** Entries supplied follows **
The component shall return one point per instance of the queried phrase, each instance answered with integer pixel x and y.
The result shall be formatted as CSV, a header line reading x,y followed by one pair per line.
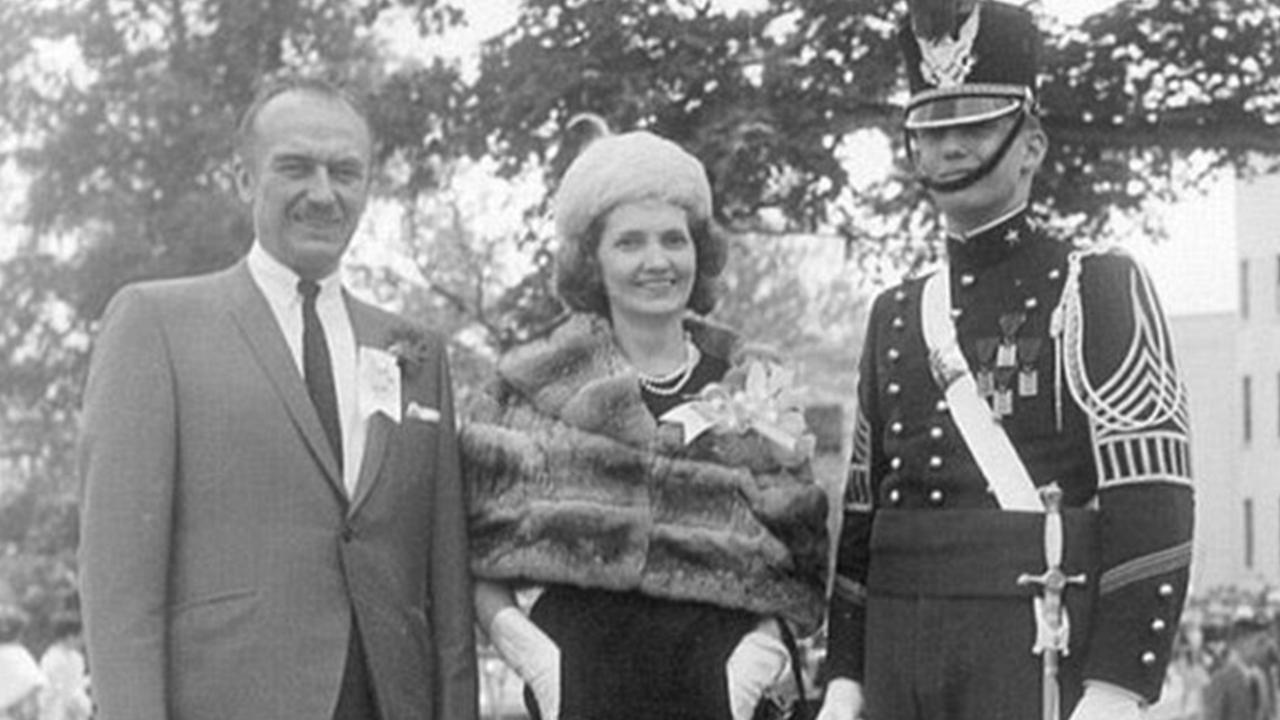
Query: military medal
x,y
1028,382
986,381
1006,355
1002,402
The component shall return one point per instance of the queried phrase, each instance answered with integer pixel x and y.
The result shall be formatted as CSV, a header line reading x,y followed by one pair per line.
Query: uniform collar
x,y
991,242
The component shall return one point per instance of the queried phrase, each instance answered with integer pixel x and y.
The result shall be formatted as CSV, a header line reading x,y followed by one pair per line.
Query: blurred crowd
x,y
1226,659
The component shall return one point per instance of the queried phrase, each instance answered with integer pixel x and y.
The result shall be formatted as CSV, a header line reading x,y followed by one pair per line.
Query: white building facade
x,y
1232,367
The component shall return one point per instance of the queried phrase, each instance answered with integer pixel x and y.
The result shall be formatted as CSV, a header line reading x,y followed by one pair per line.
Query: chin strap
x,y
979,172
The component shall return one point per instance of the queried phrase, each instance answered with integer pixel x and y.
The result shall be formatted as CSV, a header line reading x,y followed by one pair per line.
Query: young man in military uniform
x,y
1018,515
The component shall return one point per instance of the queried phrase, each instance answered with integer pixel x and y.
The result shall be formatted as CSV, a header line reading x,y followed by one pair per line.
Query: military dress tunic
x,y
1072,351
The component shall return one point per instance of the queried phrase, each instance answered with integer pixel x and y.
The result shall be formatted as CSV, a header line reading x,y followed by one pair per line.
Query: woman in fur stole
x,y
673,572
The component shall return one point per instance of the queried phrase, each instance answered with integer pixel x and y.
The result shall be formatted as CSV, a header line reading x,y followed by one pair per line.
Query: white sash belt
x,y
982,432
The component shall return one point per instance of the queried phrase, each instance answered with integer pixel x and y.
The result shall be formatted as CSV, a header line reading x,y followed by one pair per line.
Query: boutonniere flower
x,y
757,399
410,347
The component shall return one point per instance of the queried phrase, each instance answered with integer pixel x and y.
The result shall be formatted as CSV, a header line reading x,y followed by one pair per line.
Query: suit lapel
x,y
370,332
256,322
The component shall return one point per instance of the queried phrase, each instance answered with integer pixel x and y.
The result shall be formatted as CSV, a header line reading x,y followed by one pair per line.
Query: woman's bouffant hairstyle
x,y
615,169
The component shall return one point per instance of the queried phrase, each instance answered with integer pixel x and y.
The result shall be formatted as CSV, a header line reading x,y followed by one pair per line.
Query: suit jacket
x,y
222,564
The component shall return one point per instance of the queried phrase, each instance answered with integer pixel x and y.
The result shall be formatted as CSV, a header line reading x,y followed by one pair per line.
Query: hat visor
x,y
950,110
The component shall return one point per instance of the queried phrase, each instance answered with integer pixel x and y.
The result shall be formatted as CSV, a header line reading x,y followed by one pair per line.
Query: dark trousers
x,y
956,659
356,698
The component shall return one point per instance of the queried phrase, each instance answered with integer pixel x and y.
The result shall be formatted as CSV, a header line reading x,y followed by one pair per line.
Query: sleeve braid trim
x,y
1138,569
858,491
1144,391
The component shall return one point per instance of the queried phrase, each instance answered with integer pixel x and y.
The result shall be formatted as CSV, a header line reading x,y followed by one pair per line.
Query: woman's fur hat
x,y
624,168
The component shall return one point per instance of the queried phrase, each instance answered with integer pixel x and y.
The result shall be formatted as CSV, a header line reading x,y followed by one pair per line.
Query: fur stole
x,y
571,481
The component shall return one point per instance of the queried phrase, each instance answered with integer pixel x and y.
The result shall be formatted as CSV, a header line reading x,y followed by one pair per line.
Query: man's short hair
x,y
279,85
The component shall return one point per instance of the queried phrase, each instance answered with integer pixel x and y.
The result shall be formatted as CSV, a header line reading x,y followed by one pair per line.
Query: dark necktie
x,y
318,369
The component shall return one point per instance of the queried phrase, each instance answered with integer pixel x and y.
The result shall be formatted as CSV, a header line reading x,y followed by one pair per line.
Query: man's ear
x,y
243,180
1034,147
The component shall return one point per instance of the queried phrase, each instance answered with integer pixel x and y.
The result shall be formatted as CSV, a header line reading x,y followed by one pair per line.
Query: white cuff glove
x,y
531,654
844,700
1105,701
759,660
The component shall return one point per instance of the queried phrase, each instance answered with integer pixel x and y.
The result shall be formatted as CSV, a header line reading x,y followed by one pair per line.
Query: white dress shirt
x,y
280,286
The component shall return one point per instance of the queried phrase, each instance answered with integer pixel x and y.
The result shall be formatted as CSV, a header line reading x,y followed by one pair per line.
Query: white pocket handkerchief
x,y
379,383
423,413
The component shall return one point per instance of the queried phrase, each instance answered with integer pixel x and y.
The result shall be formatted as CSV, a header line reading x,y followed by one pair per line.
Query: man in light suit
x,y
273,523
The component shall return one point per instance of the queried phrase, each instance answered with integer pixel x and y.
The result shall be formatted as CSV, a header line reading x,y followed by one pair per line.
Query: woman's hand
x,y
844,700
759,660
531,654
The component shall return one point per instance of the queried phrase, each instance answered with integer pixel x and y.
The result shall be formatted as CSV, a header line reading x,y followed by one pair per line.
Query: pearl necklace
x,y
672,382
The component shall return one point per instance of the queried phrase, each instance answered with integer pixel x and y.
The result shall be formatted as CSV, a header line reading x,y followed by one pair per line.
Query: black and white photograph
x,y
640,360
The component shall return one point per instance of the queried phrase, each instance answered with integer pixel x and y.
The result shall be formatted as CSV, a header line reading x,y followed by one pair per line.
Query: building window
x,y
1244,288
1248,533
1247,392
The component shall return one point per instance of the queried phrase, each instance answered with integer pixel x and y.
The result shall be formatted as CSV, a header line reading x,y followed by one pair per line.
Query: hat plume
x,y
935,19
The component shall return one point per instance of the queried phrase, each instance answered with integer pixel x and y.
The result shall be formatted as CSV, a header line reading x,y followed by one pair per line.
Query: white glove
x,y
844,700
759,660
1105,701
531,654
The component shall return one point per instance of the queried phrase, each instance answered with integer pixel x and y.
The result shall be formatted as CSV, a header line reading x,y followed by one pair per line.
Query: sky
x,y
1194,268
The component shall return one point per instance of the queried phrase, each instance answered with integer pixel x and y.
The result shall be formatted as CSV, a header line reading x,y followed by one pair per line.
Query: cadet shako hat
x,y
968,62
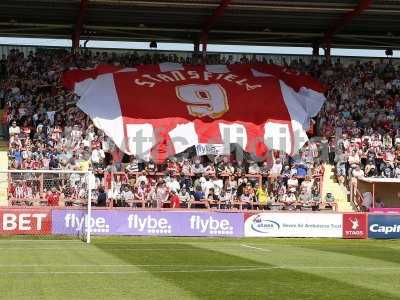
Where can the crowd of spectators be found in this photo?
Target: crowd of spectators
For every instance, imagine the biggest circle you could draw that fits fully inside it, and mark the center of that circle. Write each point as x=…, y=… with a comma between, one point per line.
x=359, y=125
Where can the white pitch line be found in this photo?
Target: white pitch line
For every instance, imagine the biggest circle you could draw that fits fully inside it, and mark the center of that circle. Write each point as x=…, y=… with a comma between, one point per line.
x=255, y=248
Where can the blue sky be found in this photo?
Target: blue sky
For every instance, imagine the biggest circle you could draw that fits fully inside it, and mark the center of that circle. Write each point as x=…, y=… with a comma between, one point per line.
x=189, y=47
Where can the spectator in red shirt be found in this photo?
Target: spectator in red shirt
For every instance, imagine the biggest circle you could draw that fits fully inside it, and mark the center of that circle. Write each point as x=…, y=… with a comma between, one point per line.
x=53, y=197
x=175, y=202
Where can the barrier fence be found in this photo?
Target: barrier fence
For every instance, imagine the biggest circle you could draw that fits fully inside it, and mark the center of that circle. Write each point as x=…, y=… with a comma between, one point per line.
x=74, y=222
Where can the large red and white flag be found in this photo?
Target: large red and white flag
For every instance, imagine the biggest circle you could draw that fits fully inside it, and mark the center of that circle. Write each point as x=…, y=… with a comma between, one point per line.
x=161, y=110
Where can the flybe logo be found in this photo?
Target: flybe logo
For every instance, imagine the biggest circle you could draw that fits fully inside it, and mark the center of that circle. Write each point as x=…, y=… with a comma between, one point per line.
x=383, y=226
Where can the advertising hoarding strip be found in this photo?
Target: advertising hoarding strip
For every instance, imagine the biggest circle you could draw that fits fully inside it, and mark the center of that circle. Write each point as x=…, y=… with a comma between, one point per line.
x=153, y=223
x=384, y=226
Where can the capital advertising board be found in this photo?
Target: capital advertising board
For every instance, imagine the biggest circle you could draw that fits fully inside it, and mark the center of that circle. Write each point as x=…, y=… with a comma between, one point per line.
x=355, y=226
x=293, y=225
x=384, y=226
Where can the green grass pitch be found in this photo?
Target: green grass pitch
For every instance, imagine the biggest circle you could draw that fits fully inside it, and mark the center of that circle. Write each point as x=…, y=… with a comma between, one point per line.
x=199, y=268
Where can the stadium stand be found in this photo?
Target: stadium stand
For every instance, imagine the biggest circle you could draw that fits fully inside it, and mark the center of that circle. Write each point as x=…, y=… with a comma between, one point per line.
x=358, y=129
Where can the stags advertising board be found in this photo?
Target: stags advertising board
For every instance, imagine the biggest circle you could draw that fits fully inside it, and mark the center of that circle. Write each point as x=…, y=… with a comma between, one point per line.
x=159, y=223
x=293, y=225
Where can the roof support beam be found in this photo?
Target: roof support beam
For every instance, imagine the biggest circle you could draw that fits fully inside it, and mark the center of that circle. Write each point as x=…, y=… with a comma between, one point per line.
x=345, y=20
x=76, y=36
x=212, y=20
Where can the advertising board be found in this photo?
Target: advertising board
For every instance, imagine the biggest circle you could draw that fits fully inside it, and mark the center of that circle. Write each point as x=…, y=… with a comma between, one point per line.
x=25, y=221
x=157, y=223
x=355, y=226
x=384, y=226
x=293, y=225
x=385, y=210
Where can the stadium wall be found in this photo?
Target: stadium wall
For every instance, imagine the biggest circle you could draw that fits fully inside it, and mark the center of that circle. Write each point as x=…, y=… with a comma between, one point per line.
x=197, y=223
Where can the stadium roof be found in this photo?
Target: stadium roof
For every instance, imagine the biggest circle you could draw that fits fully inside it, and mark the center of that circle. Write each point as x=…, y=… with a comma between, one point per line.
x=343, y=23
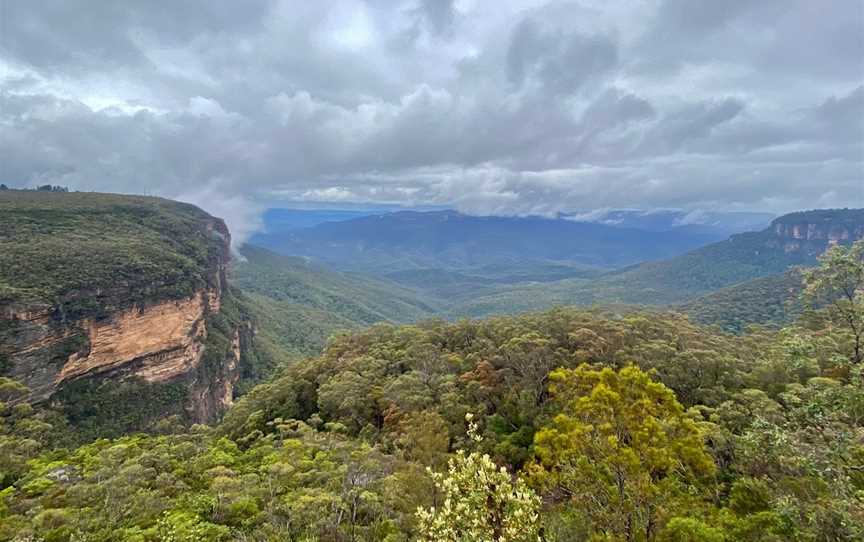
** End of Entries supplied **
Instructions for the task: Every line of the data above that includes "grass" should be listed.

Response to the exercise:
Where can the green grass pitch be found in this photo?
Target: green grass pitch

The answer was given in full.